**Korte opgave:** Typ alle records hieronder letterlijk over en laat daarbij de afbeeldingen weg.

====== Gebruikt materiaal ======

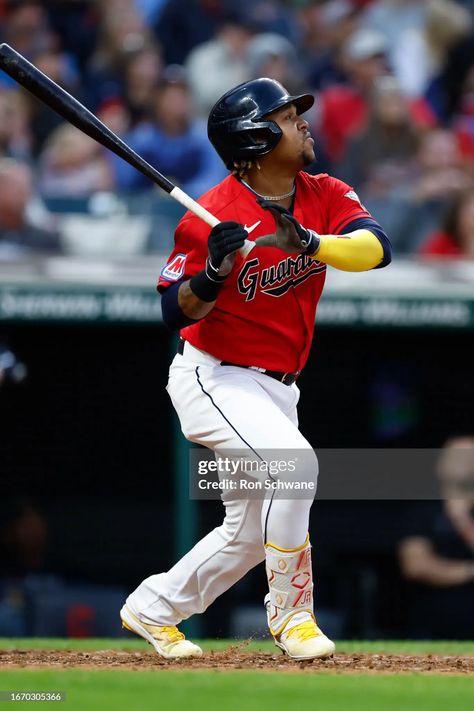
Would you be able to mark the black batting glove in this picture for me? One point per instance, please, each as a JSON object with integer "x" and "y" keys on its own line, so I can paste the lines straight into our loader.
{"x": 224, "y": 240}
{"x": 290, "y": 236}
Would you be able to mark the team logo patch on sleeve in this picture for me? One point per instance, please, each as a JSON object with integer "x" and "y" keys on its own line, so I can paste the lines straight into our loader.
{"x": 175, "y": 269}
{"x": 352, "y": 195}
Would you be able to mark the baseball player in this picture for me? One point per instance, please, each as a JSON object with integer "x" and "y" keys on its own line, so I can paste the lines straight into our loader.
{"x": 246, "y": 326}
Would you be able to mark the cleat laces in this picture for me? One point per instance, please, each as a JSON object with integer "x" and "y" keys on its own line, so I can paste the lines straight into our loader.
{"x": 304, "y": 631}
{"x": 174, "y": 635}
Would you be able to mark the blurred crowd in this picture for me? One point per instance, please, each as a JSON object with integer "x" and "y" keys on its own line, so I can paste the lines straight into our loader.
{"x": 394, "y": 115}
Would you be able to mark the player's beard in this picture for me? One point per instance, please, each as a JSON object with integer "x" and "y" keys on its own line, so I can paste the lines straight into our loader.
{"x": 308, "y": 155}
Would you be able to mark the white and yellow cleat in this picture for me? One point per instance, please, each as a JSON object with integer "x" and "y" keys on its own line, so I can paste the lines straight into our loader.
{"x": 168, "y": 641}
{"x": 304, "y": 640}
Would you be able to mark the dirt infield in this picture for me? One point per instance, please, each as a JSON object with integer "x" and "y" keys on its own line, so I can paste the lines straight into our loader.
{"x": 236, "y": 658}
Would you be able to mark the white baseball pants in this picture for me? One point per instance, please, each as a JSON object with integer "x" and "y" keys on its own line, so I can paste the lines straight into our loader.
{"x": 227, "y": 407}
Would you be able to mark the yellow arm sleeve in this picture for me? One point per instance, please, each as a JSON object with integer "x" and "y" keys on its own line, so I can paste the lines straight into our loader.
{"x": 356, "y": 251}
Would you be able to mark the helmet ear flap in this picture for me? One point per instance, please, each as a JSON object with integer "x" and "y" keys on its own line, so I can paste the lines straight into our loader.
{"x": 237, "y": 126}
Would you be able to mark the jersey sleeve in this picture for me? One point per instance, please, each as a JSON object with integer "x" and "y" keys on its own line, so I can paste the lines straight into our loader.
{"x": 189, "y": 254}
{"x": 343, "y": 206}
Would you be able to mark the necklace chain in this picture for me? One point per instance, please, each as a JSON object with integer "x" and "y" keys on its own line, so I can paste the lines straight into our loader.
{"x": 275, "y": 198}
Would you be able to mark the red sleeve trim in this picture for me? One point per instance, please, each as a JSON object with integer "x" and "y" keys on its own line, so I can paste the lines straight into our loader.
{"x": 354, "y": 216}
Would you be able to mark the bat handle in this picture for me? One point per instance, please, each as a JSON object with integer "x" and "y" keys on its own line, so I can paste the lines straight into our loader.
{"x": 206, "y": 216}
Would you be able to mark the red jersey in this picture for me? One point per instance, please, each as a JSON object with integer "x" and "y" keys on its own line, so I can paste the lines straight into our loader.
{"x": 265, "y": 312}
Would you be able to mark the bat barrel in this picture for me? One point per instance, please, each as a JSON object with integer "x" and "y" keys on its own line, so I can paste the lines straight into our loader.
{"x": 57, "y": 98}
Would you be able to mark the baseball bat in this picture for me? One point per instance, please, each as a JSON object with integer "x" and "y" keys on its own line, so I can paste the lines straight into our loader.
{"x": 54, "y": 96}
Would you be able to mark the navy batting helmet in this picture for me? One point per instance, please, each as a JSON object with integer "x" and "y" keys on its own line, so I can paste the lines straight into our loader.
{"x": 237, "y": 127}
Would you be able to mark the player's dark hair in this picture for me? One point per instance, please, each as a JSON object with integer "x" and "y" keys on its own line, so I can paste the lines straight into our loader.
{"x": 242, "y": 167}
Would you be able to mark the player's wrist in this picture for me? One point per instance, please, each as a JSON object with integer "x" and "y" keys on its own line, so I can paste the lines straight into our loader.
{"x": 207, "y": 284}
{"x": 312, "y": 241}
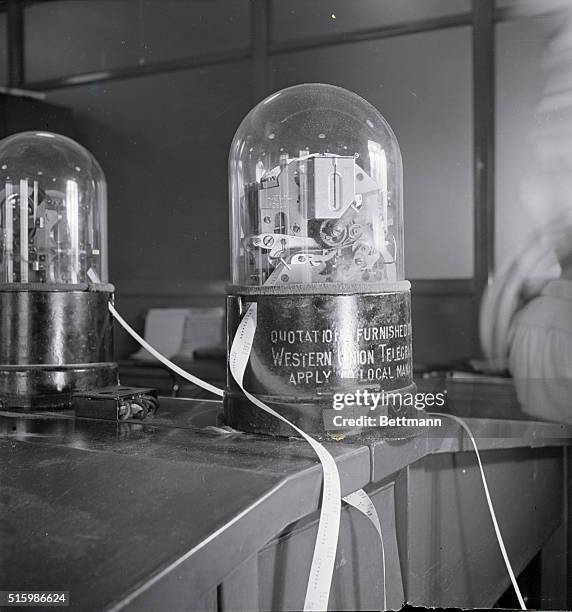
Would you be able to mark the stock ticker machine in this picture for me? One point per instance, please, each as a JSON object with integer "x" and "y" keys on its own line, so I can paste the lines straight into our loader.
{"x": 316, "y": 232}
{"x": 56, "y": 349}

======

**Het antwoord:**
Would you be able to mark the black batting glove in this picture for me? One point per instance, please, each as a JSON object with integer "x" and "y" keys on its own line, so I can paste the lines straight into our loader.
{"x": 224, "y": 240}
{"x": 290, "y": 236}
Would you be able to mark the team logo patch on sleeve in this picture for me? One point per instance, please, each as a JSON object with integer "x" and "y" keys on its own line, so I can paste the lines straight into our loader.
{"x": 175, "y": 269}
{"x": 352, "y": 195}
Would you be able to mark the baseball player in this picture for me? One point per instance, please, each as a JSON object with integer "x" and "y" keys on its own line, so I can paste the lines straight into our loader.
{"x": 246, "y": 326}
Would you be able to mark the cleat laces in this picture for me? One point per instance, please, each as a JSON object with integer "x" and "y" keys on its own line, so I can paste the lines straight into our loader.
{"x": 304, "y": 631}
{"x": 174, "y": 635}
Would you be able to mark the blurred crowd in this picture for me? One point per instance, please, each as a JSON object with integer "x" and "y" keys on its own line, so I can paste the lines straight into our loader.
{"x": 394, "y": 115}
Would you be able to mark the player's beard in this picture for me? One point per instance, please, each as a JSON object with integer "x" and "y" keys on its own line, so I can paste the lines straight into our loader.
{"x": 308, "y": 155}
Would you be able to mark the white and yellow cleat in this picture for me? One point per instance, please, each as a JSON object with integer "x" and "y" keys on its own line, so I can paste the lines straight into our loader.
{"x": 168, "y": 641}
{"x": 304, "y": 640}
Would you be able to mark the dirt infield in this picture for me? One point per instance, please, each as a JSON object with integer "x" and "y" keys on its own line, so I can paste the lines straight into our loader.
{"x": 236, "y": 658}
Would you be able to mark the white baseball pants in this picture for me? One point per instance, please, each as a JSON object with integer "x" and "y" keys on its own line, so I can paste the lines straight into our loader.
{"x": 227, "y": 407}
Would you be able to mark the yellow arm sleeve in this picture for me? One point per instance, please, each as a JSON object with integer "x" and "y" keys on its own line, so I can paste the lines straight into our loader.
{"x": 356, "y": 251}
Would you be able to mark the helmet ear flap in this picture for me? One point per instance, please, each as a JSON object with integer "x" and "y" keys on its own line, so I can paste the lines straight into our loader.
{"x": 237, "y": 126}
Would you be able to mark the jersey sleeve in this picture for me? One point per instance, please, each as a JSON object with integer "x" and "y" keys on its own line, so I can paste the lines straight into our loader.
{"x": 189, "y": 254}
{"x": 343, "y": 206}
Would you be able to mark the necklace chain in this picture for me? One point per instance, please, each as a JSON object with integer "x" and "y" keys on its own line, so I can paste the lines straight into our loader.
{"x": 275, "y": 198}
Would you be able to mark the red sleeve trim in this picture for me? One point per instance, please, each as a JSON object with integer "x" and "y" keys on its own line, so I can paste the lines straight into our loader.
{"x": 354, "y": 216}
Would you be able to mark the bat handle in this picture for me? One point per instance, please, each as a JSON object with integer "x" and "y" keys on its own line, so I can paste the lines straight into our loader.
{"x": 206, "y": 216}
Would you be able to mark the red jersey in this picture for me? One point per instance, please, each as a JSON object with integer "x" and "y" keys on its own line, so I can paste the lines straight into our loader.
{"x": 265, "y": 312}
Would you be able to mark the bat barrel in this picture for me? One point per instance, please, each as a JSON object with integer "x" and "y" keys on its own line, so I can paste the lines straight into our loader.
{"x": 57, "y": 98}
Would you be able to mark the baseball bat in this picture for me? One point per instance, please, each as a JSON object with integer "x" and "y" keys on its own line, so I can paste the lines straight into our loader.
{"x": 54, "y": 96}
Would you be able to mark the navy batting helmet in this picture for me? One point per instance, please, each as a JSON object with integer "x" and "y" keys on its own line, so I can paste the lines straight into our loader.
{"x": 237, "y": 127}
Would you be able to mark the player's dark hair in this picture for me? One point per instance, please, each as a JSON object with integer "x" and "y" keys on its own line, so I can paste the lines straight into our loader.
{"x": 242, "y": 167}
Would you be able to mark the player's wrist in this picture for me? One point per instance, please, each as a JSON object with integer "x" and "y" keys on its own line, so I can paste the lines straight into our loader.
{"x": 207, "y": 284}
{"x": 312, "y": 241}
Would you be able to mark the stock ticker machine in this picture for me? One point per instance, please, each as a JSON object with integer "x" and "y" keys on its own line, so I can paste the lines straight into our loader.
{"x": 316, "y": 232}
{"x": 56, "y": 349}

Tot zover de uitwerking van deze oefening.